- **Exercise objective**
Only lines containing the string "Target" belong in the answer; copy all of them from the entries.

- **Provided material**
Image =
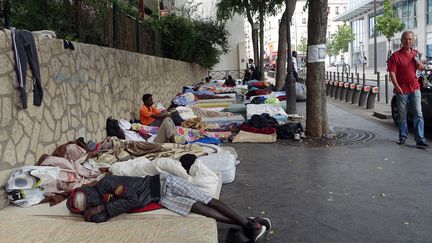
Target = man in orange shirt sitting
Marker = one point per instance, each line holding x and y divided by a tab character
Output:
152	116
==
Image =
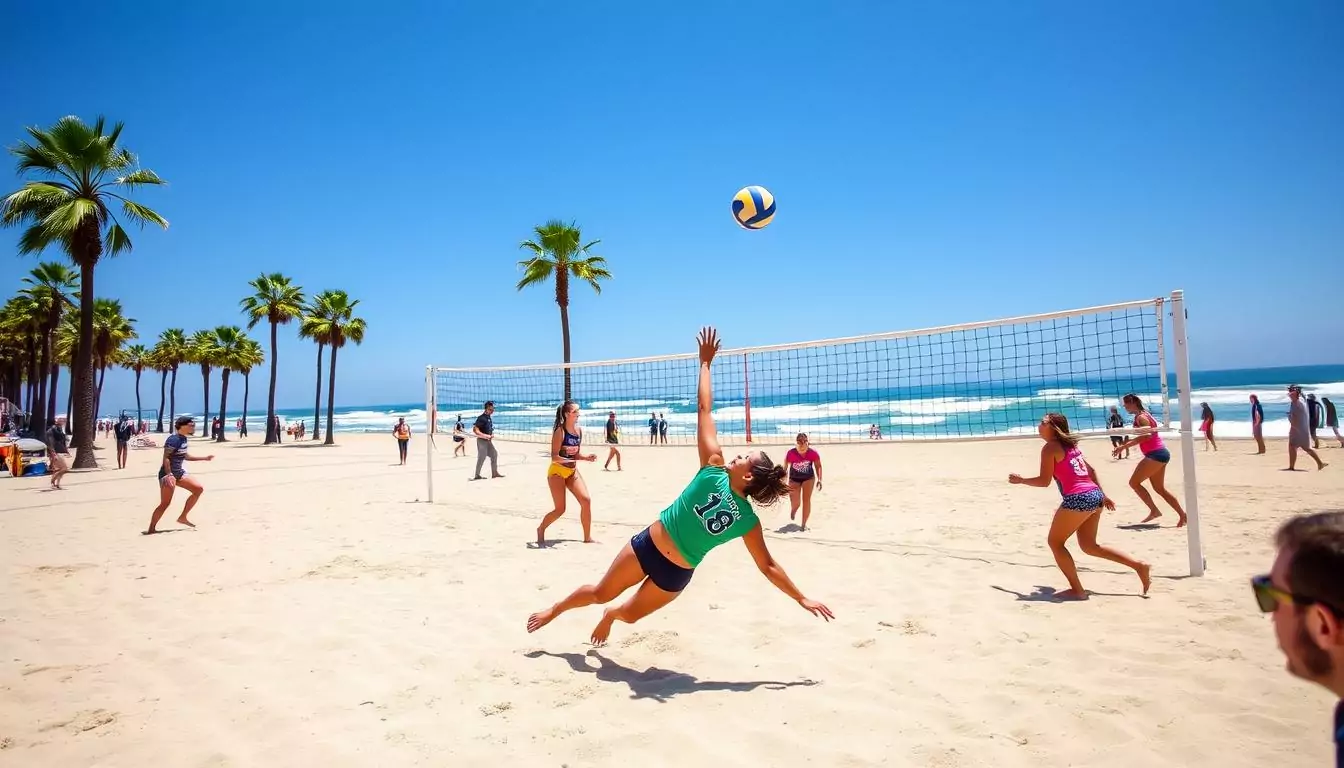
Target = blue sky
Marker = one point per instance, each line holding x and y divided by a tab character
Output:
--
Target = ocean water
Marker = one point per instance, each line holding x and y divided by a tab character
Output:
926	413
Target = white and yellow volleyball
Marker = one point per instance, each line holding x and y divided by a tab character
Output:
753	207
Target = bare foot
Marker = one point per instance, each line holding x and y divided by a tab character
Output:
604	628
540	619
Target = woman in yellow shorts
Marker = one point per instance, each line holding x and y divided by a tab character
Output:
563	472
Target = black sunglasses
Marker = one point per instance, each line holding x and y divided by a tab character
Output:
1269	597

- **Answer space**
Target = man in orange shirt sitting
Target = blue sky
Target = ocean water
Target = white and yellow volleyball
Target = bare foot
Target = woman in yellow shorts
Target = black sunglasses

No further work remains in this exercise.